(EXCERPT):
——————————

In Harry Gwala the evictions are remembered as a war. Now the settlement is recovering from a different kind of eviction, a different kind of war. It is to this that the discussion soon turns. The Freedom Charter adopted in Johannesburg in 1955 as the manifesto of the struggle against apartheid declared that “South Africa belongs to all who live in it.” But for two terrible weeks in May people unable to pass mob tests for indigeneity were intimidated, beaten, hacked, raped and burnt out of shack settlements and city centres across South Africa. The attacks began in the shack settlements around Johannesburg. In Harry Gwala the homes of two Shangaan families, one whom had come from Maputo in Mozambique and the other from Giyani in South Africa, were burnt and demolished. All that is left is squares of burnt earth. The local Landless People’s movement moved swiftly to condemn the attacks and to work with the local police, with whom they have often been in conflict, to stop them from spreading further. In the nearby Makause settlement, which is not organised into an oppositional movement autonomous from the state, things were far worse. Here the settlement is dotted with burnt out and demolished buildings. There is also a terribly empty 200 metre long strip where, in February last year, 2 500 shacks were unlawfully demolished at gunpoint by the state and the residents forcibly moved to a ‘transit camp’ 40 kilometres out of town.

In the second week the pogrom spread to the city centre and there were clashes at the Central Methodist Church, a well known haven for undocumented Zimbabweans, where residents successfully barricaded themselves in with piles of bricks for defence. In January there had been a much more damaging attack on the church. On that occasion the attack came from the police. They stormed in with dogs, pepper spray and batons and arrested 500 people. The church told the media that people were assaulted and robbed in the attack and that even those with documents were arrested.

——————————

(PROMPT 1): Extract every row that contains the string "sock".
The rows that follow are unrelated to the passage on the May attacks in South Africa.

(EXTRACTED INFORMATION):
——————————

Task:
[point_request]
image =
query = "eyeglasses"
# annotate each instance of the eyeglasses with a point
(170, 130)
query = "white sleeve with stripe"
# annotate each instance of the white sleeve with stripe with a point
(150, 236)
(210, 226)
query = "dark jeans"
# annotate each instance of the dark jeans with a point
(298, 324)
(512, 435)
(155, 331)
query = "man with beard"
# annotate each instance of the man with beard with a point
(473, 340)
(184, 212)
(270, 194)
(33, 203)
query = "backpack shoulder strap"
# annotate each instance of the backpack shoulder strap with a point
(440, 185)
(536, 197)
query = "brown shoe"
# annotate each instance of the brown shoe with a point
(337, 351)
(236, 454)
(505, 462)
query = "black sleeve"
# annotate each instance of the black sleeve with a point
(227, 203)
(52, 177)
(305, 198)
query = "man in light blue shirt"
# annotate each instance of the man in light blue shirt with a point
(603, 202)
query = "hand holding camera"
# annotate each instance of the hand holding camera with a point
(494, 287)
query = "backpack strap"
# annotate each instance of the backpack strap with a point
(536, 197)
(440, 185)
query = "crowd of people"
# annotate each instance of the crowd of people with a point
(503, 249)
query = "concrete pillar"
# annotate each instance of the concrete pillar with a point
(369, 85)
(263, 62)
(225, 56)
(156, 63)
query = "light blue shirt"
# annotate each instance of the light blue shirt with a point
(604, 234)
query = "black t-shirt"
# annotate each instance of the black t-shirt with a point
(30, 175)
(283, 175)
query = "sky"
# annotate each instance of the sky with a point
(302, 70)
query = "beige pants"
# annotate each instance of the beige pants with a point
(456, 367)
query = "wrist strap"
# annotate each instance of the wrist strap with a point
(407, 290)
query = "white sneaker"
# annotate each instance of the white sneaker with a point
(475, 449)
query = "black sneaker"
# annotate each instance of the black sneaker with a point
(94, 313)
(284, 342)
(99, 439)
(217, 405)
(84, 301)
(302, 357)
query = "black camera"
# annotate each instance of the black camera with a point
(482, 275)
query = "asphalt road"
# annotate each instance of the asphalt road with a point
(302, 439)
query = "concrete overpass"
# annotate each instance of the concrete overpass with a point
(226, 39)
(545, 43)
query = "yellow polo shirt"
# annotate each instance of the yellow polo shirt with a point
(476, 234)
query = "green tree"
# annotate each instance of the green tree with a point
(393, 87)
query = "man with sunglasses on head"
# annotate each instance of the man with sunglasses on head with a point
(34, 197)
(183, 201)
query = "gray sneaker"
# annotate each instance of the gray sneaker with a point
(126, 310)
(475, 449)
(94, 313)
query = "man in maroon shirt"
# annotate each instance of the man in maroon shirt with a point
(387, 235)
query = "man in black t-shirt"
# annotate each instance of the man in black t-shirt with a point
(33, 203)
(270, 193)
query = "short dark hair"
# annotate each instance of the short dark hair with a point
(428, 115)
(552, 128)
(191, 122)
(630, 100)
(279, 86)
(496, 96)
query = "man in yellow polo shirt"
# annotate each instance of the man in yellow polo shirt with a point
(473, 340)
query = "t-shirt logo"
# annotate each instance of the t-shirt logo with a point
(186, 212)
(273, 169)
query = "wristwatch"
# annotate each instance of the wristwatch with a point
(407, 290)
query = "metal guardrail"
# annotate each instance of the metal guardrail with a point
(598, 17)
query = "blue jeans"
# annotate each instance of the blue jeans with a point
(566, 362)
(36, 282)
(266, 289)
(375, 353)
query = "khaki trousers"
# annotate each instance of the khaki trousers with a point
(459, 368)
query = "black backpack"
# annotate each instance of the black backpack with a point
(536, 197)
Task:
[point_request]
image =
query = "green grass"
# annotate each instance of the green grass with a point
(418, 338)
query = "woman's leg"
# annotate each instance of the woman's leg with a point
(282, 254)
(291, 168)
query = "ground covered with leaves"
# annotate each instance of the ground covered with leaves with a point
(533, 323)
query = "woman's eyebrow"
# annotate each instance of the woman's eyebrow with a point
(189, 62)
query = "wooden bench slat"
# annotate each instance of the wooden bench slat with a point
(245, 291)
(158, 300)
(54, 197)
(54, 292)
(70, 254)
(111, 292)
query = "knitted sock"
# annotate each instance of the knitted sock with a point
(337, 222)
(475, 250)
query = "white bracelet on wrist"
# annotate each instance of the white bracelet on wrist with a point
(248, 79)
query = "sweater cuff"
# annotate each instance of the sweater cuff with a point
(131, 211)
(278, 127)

——————————

(PROMPT 2): Carry on the passage on the May attacks in South Africa, picking up after its last sentence.

(WRITTEN REPLY 1):
query = "knitted sock"
# annotate each instance of the knitted sock with a point

(WRITTEN REPLY 2):
In the second week the pogroms also spread to Durban, Cape Town and the small towns in the hinterland. In Durban the first attack was on a down town Nigerian bar and was followed by attacks on Rwandese and Congolese people living in city flats and then attacks on Mozambicans, Zimbabweans and Malawians living in shack settlements. In Cape Town it began with the Somali shopkeepers, who have been murdered at an incredible rate for years. The state has dismissed the clearly targeted nature of the ongoing killing of Somalis as ‘just ordinary crime’.

Some of the mobs were singing Jacob Zuma’s campaign song, Bring My Machine Gun. Some came out of shack settlements and migrant worker hostels linked to Inkatha. Some were just drunk young men. The most widely reported tests used to determine indigenity, such as seeing if people know the formal and slightly archaic Zulu word for elbow, were taken straight from the tactics that the police have used for years. The mob definition of foreigner always centred on foreign born Africans but in some instances Pakistanis and South Africans of minority ethnicities, especially Shangaan, Venda and Tsonga people, were also targeted. There are a number of credible allegations of police complicity in the pogroms but in some places community organisations were able to work with local police stations to bring the violence under control. There are many accounts of individual acts of brave opposition to the attacks by both South Africans and migrants. In the Protea South shack settlement in Johannesburg migrants were able to successfully organise themselves into self-defence units and to protect themselves with round the clock patrols. It is striking that in many, although not all, of the areas under the control of militant organisations of the poor that have been in serious conflict with the state there were no attacks at all.

After two weeks 62 people were dead, a third of them South African citizens, and figures for the number of people displaced ranged from 80 000 to 100 000. Some had fled the country and others were sheltering in churches, at police stations and in refugee camps. Conditions in the camps are often grim. Human rights organisations have issued strenuous condemnations and there have already been threats of collective suicide, clashes with the police and demands for the United Nations to take over management of the camps from the South African state.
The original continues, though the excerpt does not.